--- start Text segment ---
We didn’t have a four-seater but quite a few cars that seated only two, so I compromised and acquired a three-seater. Knowing my predilection for being just a bit different, I am now the proud owner of a relatively rare 1952 Daimler Barker Special Sports (less than 500 produced). Frankly, there’s nothing ‘sporty’ about the Daimler. Although a substantially aluminium, coach built car, she’s quite heavy (32cwt, 1920 kg) with just 2½ litres of 85 bhp grunt to haul along its occupants and luggage. I think ‘leisurely’ is the term used by commentators of the time.

The British coachbuilder Barker and Company had a long history starting in the early 18th century. In the twenties and thirties they provided bodies for Rolls-Royce, Bentley Daimler, Napier, Packard, Cadillac, Duisenberg and Mercedes. The famous Rolls-Royce Silver Ghost had a Barker body. Fallen on hard times, in 1938 the company was taken over by Hooper which was swallowed up in 1940 by BSA, hence the Daimler connection.
--- end Text segment ---
--- start Source data ---
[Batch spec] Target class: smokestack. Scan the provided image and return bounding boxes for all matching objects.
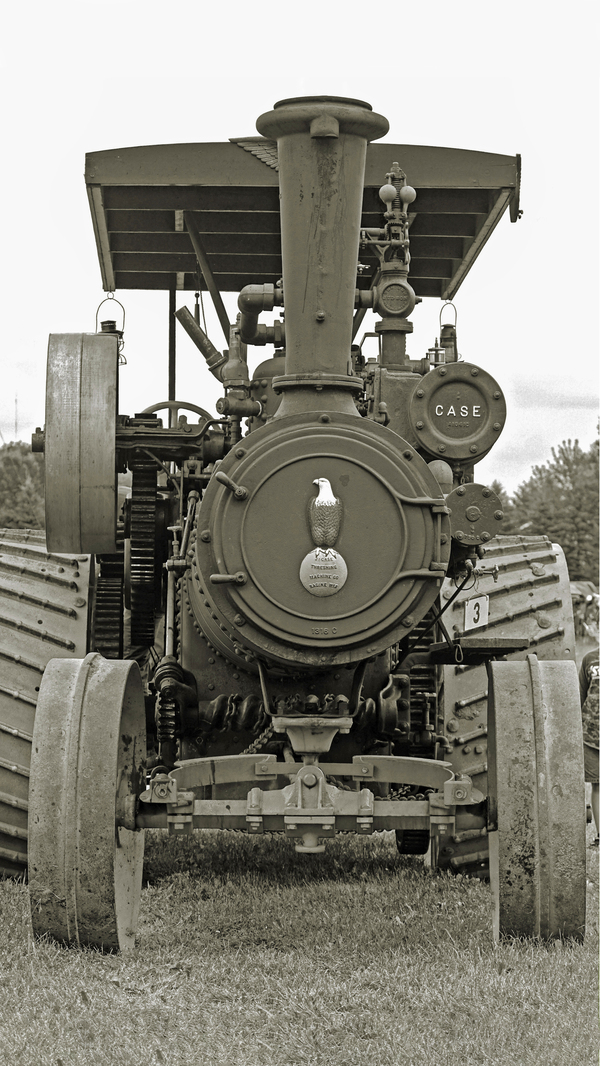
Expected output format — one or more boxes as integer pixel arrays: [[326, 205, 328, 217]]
--- end Source data ---
What you are asked to do:
Reproduce the passage of the Daimler text from "We didn’t have" up to and including "of the time." word for word.

Answer:
We didn’t have a four-seater but quite a few cars that seated only two, so I compromised and acquired a three-seater. Knowing my predilection for being just a bit different, I am now the proud owner of a relatively rare 1952 Daimler Barker Special Sports (less than 500 produced). Frankly, there’s nothing ‘sporty’ about the Daimler. Although a substantially aluminium, coach built car, she’s quite heavy (32cwt, 1920 kg) with just 2½ litres of 85 bhp grunt to haul along its occupants and luggage. I think ‘leisurely’ is the term used by commentators of the time.